Reproduce every line of the listing as written, apart from the pictures.
***** RECORDS FOR THIS TASK
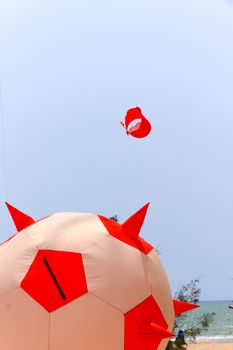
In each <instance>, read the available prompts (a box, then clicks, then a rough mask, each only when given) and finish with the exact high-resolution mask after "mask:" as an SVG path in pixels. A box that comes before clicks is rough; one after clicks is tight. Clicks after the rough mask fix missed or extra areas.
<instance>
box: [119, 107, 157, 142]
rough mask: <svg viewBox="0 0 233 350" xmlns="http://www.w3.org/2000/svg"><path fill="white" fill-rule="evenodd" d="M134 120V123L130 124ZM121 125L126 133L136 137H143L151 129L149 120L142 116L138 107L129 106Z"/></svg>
mask: <svg viewBox="0 0 233 350" xmlns="http://www.w3.org/2000/svg"><path fill="white" fill-rule="evenodd" d="M133 121H135V122H136V124H135V125H133V126H130V124H131V123H132V122H133ZM121 125H122V126H123V127H124V128H125V130H126V134H127V135H131V136H133V137H136V138H143V137H146V136H147V135H149V133H150V131H151V124H150V122H149V120H147V119H146V117H144V115H143V114H142V112H141V109H140V108H139V107H135V108H131V109H129V110H128V112H127V113H126V116H125V120H124V121H121Z"/></svg>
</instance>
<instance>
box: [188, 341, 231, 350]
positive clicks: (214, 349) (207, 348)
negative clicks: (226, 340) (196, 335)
mask: <svg viewBox="0 0 233 350" xmlns="http://www.w3.org/2000/svg"><path fill="white" fill-rule="evenodd" d="M187 350H233V343H204V342H203V343H198V344H190V345H189V346H188V347H187Z"/></svg>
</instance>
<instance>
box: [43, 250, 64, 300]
mask: <svg viewBox="0 0 233 350" xmlns="http://www.w3.org/2000/svg"><path fill="white" fill-rule="evenodd" d="M43 260H44V263H45V266H46V267H47V269H48V271H49V273H50V276H51V277H52V279H53V282H54V283H55V285H56V287H57V289H58V291H59V293H60V295H61V297H62V299H63V300H65V299H66V296H65V294H64V292H63V290H62V289H61V286H60V285H59V283H58V281H57V279H56V277H55V275H54V273H53V271H52V269H51V267H50V266H49V263H48V260H47V259H46V258H45V257H44V258H43Z"/></svg>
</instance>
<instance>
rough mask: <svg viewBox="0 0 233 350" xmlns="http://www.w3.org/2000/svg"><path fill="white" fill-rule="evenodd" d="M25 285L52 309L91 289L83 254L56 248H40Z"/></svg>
mask: <svg viewBox="0 0 233 350" xmlns="http://www.w3.org/2000/svg"><path fill="white" fill-rule="evenodd" d="M21 287H22V288H23V289H24V290H25V292H27V293H28V294H29V295H30V296H31V297H32V298H33V299H35V300H36V301H37V302H38V303H39V304H40V305H41V306H43V307H44V308H45V309H46V310H47V311H48V312H52V311H54V310H56V309H58V308H59V307H61V306H63V305H65V304H68V303H69V302H71V301H72V300H74V299H76V298H78V297H80V296H81V295H83V294H85V293H87V283H86V277H85V272H84V267H83V261H82V256H81V254H79V253H70V252H63V251H56V250H40V251H39V252H38V253H37V255H36V257H35V259H34V261H33V263H32V265H31V267H30V269H29V270H28V273H27V274H26V276H25V277H24V279H23V281H22V283H21Z"/></svg>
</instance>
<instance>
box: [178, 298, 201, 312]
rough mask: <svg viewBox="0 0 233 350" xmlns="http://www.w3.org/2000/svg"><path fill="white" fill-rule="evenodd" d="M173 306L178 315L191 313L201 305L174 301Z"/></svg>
mask: <svg viewBox="0 0 233 350" xmlns="http://www.w3.org/2000/svg"><path fill="white" fill-rule="evenodd" d="M173 306H174V310H175V314H176V315H180V314H183V313H184V312H186V311H190V310H193V309H196V308H198V307H199V305H196V304H189V303H186V302H184V301H180V300H173Z"/></svg>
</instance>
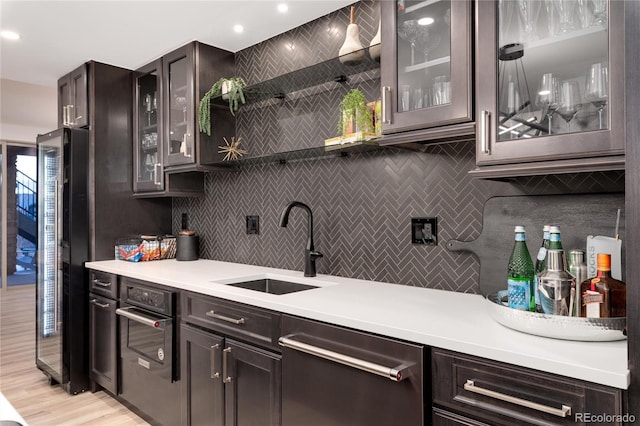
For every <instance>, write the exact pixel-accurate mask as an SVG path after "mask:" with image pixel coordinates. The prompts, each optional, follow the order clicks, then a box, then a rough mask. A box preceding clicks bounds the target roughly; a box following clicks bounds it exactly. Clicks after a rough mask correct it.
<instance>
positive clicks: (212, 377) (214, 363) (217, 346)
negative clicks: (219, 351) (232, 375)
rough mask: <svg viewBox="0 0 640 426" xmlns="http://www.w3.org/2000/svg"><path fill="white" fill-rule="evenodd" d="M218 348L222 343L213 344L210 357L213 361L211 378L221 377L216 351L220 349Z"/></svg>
mask: <svg viewBox="0 0 640 426" xmlns="http://www.w3.org/2000/svg"><path fill="white" fill-rule="evenodd" d="M218 349H220V345H218V344H215V345H213V346H211V359H210V363H211V367H210V368H211V378H212V379H219V378H220V373H219V372H218V371H216V370H217V368H216V352H217V351H218Z"/></svg>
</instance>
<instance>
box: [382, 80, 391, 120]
mask: <svg viewBox="0 0 640 426" xmlns="http://www.w3.org/2000/svg"><path fill="white" fill-rule="evenodd" d="M390 103H391V87H389V86H383V87H382V124H391V114H389V105H390Z"/></svg>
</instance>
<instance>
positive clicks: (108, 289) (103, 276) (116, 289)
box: [89, 271, 118, 299]
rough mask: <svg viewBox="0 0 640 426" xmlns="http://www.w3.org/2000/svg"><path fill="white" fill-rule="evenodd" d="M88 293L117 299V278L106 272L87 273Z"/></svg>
mask: <svg viewBox="0 0 640 426" xmlns="http://www.w3.org/2000/svg"><path fill="white" fill-rule="evenodd" d="M89 291H90V292H91V293H95V294H99V295H101V296H104V297H109V298H111V299H117V298H118V276H117V275H114V274H109V273H107V272H100V271H91V272H90V273H89Z"/></svg>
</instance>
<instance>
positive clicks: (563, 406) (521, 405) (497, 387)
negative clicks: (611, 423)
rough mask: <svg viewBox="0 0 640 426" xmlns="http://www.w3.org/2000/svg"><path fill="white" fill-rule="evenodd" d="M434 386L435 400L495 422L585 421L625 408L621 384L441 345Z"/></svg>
mask: <svg viewBox="0 0 640 426" xmlns="http://www.w3.org/2000/svg"><path fill="white" fill-rule="evenodd" d="M432 386H433V403H434V406H436V407H443V408H445V409H447V410H451V411H456V412H458V413H461V414H464V415H466V416H469V417H471V418H475V419H478V420H482V421H486V422H488V423H490V424H492V425H505V426H511V425H513V424H535V425H565V424H566V425H569V424H570V425H576V424H586V423H587V421H585V420H587V416H589V415H596V414H597V415H602V414H604V415H611V416H615V415H620V414H621V411H622V391H621V390H619V389H614V388H610V387H607V386H602V385H596V384H593V383H588V382H583V381H580V380H575V379H570V378H566V377H561V376H556V375H552V374H549V373H544V372H539V371H534V370H529V369H526V368H522V367H516V366H512V365H508V364H503V363H499V362H495V361H489V360H485V359H482V358H476V357H472V356H468V355H462V354H457V353H454V352H449V351H444V350H438V349H434V350H433V354H432ZM612 424H620V423H612Z"/></svg>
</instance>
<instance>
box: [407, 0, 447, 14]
**********
COMPLETED TASK:
In each <instance>, read the available prompts (a box, then clicks, then a rough mask, each only when given) and finish with the exact high-resolution mask after "mask:" as an SVG path in pixels. A box that comes before clicks is rough; one after clicks is tight. Clicks after the rough mask fix missed or extra areas.
<instance>
box: [119, 107, 157, 142]
rough mask: <svg viewBox="0 0 233 350" xmlns="http://www.w3.org/2000/svg"><path fill="white" fill-rule="evenodd" d="M134 120V123L130 124ZM121 125L126 133L136 137H143L151 129L149 120L142 116L138 107L129 106Z"/></svg>
mask: <svg viewBox="0 0 233 350" xmlns="http://www.w3.org/2000/svg"><path fill="white" fill-rule="evenodd" d="M133 121H135V122H136V124H135V125H133V126H130V124H131V123H132V122H133ZM121 125H122V126H123V127H124V128H125V130H126V134H127V135H131V136H133V137H136V138H143V137H146V136H147V135H149V133H150V131H151V124H150V122H149V120H147V119H146V117H144V115H143V114H142V112H141V109H140V108H139V107H135V108H131V109H129V110H128V112H127V113H126V116H125V120H124V121H121Z"/></svg>
</instance>
<instance>
box: [188, 341, 231, 350]
positive clicks: (214, 349) (207, 348)
negative clicks: (226, 340) (196, 335)
mask: <svg viewBox="0 0 233 350" xmlns="http://www.w3.org/2000/svg"><path fill="white" fill-rule="evenodd" d="M187 350H233V343H204V342H203V343H198V344H190V345H189V346H188V347H187Z"/></svg>
</instance>
<instance>
box: [43, 250, 64, 300]
mask: <svg viewBox="0 0 233 350" xmlns="http://www.w3.org/2000/svg"><path fill="white" fill-rule="evenodd" d="M43 260H44V263H45V266H46V267H47V269H48V271H49V273H50V276H51V277H52V279H53V282H54V283H55V285H56V287H57V289H58V291H59V293H60V295H61V297H62V299H63V300H65V299H66V296H65V294H64V292H63V290H62V289H61V286H60V285H59V283H58V281H57V279H56V277H55V275H54V273H53V271H52V269H51V267H50V266H49V263H48V260H47V259H46V258H45V257H44V258H43Z"/></svg>
</instance>
<instance>
rough mask: <svg viewBox="0 0 233 350" xmlns="http://www.w3.org/2000/svg"><path fill="white" fill-rule="evenodd" d="M25 285L52 309L91 289L83 254L56 248H40Z"/></svg>
mask: <svg viewBox="0 0 233 350" xmlns="http://www.w3.org/2000/svg"><path fill="white" fill-rule="evenodd" d="M21 287H22V288H23V289H24V290H25V292H27V293H28V294H29V295H30V296H31V297H32V298H33V299H35V300H36V301H37V302H38V303H39V304H40V305H41V306H43V307H44V308H45V309H46V310H47V311H48V312H52V311H54V310H56V309H58V308H59V307H61V306H63V305H65V304H68V303H69V302H71V301H72V300H74V299H76V298H78V297H80V296H81V295H83V294H85V293H87V283H86V277H85V272H84V267H83V261H82V256H81V254H79V253H70V252H63V251H56V250H40V251H39V252H38V253H37V255H36V257H35V259H34V261H33V263H32V265H31V267H30V269H29V270H28V273H27V274H26V276H25V277H24V279H23V281H22V283H21Z"/></svg>
</instance>
<instance>
box: [178, 298, 201, 312]
rough mask: <svg viewBox="0 0 233 350" xmlns="http://www.w3.org/2000/svg"><path fill="white" fill-rule="evenodd" d="M173 306L178 315L191 313L201 305L174 301Z"/></svg>
mask: <svg viewBox="0 0 233 350" xmlns="http://www.w3.org/2000/svg"><path fill="white" fill-rule="evenodd" d="M173 306H174V310H175V314H176V315H180V314H183V313H184V312H186V311H190V310H193V309H196V308H198V307H199V305H196V304H189V303H186V302H184V301H180V300H173Z"/></svg>
</instance>
For every <instance>, write the exact pixel-accurate mask as an SVG path after "mask:" with image pixel coordinates. The prompts, each optional, follow the order clicks, then a box, then a rough mask. A box preceding clicks bounds the target roughly; a box following clicks bounds it exactly. Clicks after a rough mask correct it.
<instance>
positive clicks: (212, 377) (214, 363) (217, 346)
negative clicks: (219, 351) (232, 375)
rough mask: <svg viewBox="0 0 640 426" xmlns="http://www.w3.org/2000/svg"><path fill="white" fill-rule="evenodd" d="M218 348L222 343L213 344L210 357L213 361L211 378L221 377L216 351L220 349Z"/></svg>
mask: <svg viewBox="0 0 640 426" xmlns="http://www.w3.org/2000/svg"><path fill="white" fill-rule="evenodd" d="M218 349H220V345H218V344H215V345H213V346H211V359H210V363H211V367H210V368H211V378H212V379H219V378H220V373H219V372H218V371H216V370H217V368H216V352H217V351H218Z"/></svg>
</instance>
<instance>
box: [382, 80, 391, 120]
mask: <svg viewBox="0 0 640 426" xmlns="http://www.w3.org/2000/svg"><path fill="white" fill-rule="evenodd" d="M390 103H391V87H389V86H383V87H382V124H391V114H389V105H390Z"/></svg>
</instance>
<instance>
positive clicks: (108, 289) (103, 276) (116, 289)
box: [89, 271, 118, 299]
rough mask: <svg viewBox="0 0 640 426" xmlns="http://www.w3.org/2000/svg"><path fill="white" fill-rule="evenodd" d="M88 293L117 299V278L106 272L87 273Z"/></svg>
mask: <svg viewBox="0 0 640 426" xmlns="http://www.w3.org/2000/svg"><path fill="white" fill-rule="evenodd" d="M89 291H90V292H91V293H95V294H99V295H101V296H104V297H109V298H111V299H117V298H118V276H117V275H114V274H109V273H107V272H100V271H91V272H90V273H89Z"/></svg>
</instance>
<instance>
positive clicks: (563, 406) (521, 405) (497, 387)
negative clicks: (611, 423)
rough mask: <svg viewBox="0 0 640 426" xmlns="http://www.w3.org/2000/svg"><path fill="white" fill-rule="evenodd" d="M434 386L435 400L495 422L585 421L625 408L621 384L441 345Z"/></svg>
mask: <svg viewBox="0 0 640 426" xmlns="http://www.w3.org/2000/svg"><path fill="white" fill-rule="evenodd" d="M432 386H433V403H434V406H436V407H443V408H445V409H447V410H451V411H456V412H458V413H461V414H464V415H466V416H469V417H471V418H475V419H478V420H482V421H486V422H488V423H490V424H492V425H505V426H511V425H513V424H535V425H565V424H566V425H569V424H570V425H576V424H586V423H587V421H585V420H587V416H589V415H596V414H597V415H602V414H604V415H611V416H615V415H620V414H621V411H622V391H621V390H619V389H614V388H610V387H607V386H602V385H596V384H593V383H588V382H583V381H580V380H575V379H570V378H566V377H561V376H556V375H552V374H549V373H544V372H539V371H534V370H529V369H526V368H522V367H516V366H512V365H508V364H503V363H499V362H495V361H489V360H485V359H482V358H476V357H472V356H468V355H462V354H457V353H454V352H449V351H444V350H438V349H434V350H433V354H432ZM612 424H620V423H612Z"/></svg>
</instance>
<instance>
box: [407, 0, 447, 14]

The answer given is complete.